● **Referring expression data**
________

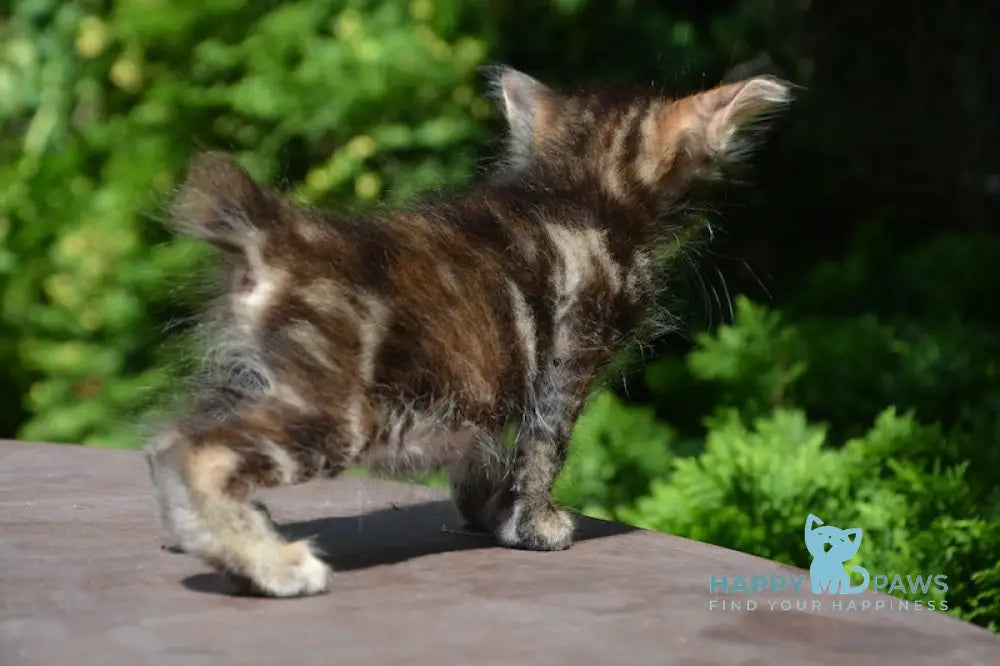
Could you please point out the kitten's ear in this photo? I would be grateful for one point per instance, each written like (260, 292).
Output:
(854, 534)
(522, 99)
(722, 115)
(219, 202)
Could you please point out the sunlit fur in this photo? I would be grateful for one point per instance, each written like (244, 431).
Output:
(415, 339)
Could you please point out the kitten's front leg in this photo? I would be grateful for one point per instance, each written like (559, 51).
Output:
(523, 515)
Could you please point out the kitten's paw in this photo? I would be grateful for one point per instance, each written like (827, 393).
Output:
(536, 528)
(294, 572)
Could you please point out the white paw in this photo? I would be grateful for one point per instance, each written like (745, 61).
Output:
(545, 528)
(295, 573)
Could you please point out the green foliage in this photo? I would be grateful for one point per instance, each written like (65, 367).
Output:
(891, 427)
(871, 398)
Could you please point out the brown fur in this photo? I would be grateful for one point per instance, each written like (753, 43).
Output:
(416, 338)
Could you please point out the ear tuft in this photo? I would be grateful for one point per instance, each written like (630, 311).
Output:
(520, 98)
(218, 201)
(739, 106)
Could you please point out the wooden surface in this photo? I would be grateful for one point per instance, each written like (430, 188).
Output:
(83, 581)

________

● **DESCRIPTION OF THE TASK**
In repeating the entries, exclude the pictures and alter nothing else.

● **TASK SOLUTION**
Could you please point out the kitten's ear in this photo? I would be grateful for one point per instance, each written like (260, 292).
Output:
(854, 534)
(522, 99)
(722, 115)
(219, 202)
Could you please point out the sunlit fur in this photo? I would be grateful for one point per instance, each written like (244, 431).
Output:
(415, 339)
Could you please point out the kitten's front leg in this photo? I would be grateful for one point per instance, each written like (559, 51).
Output:
(523, 515)
Could you please point out the kitten's paw in this photo? I would be grateful for one point per instance, each written like (827, 393).
Output:
(536, 528)
(294, 572)
Could you please point out the white paw in this photo? I would be grateful for one point per instance, each written like (745, 61).
Output:
(545, 528)
(295, 573)
Could you please point out the green foliage in this photo? I would be grateful for one point per instance, each written like (65, 367).
Output:
(891, 427)
(871, 398)
Could you please point out the brown fur in this photo? I would be grateful for one point per instance, each written like (753, 43).
Output:
(416, 338)
Could you please point out the ear tuft in this photo? I would be grateful for one point per instance, each written like (630, 311).
Output:
(520, 98)
(218, 201)
(739, 106)
Could you please point out the wooden surface in this photo? I would be grateful for one point per instance, each written like (430, 188).
Output:
(83, 581)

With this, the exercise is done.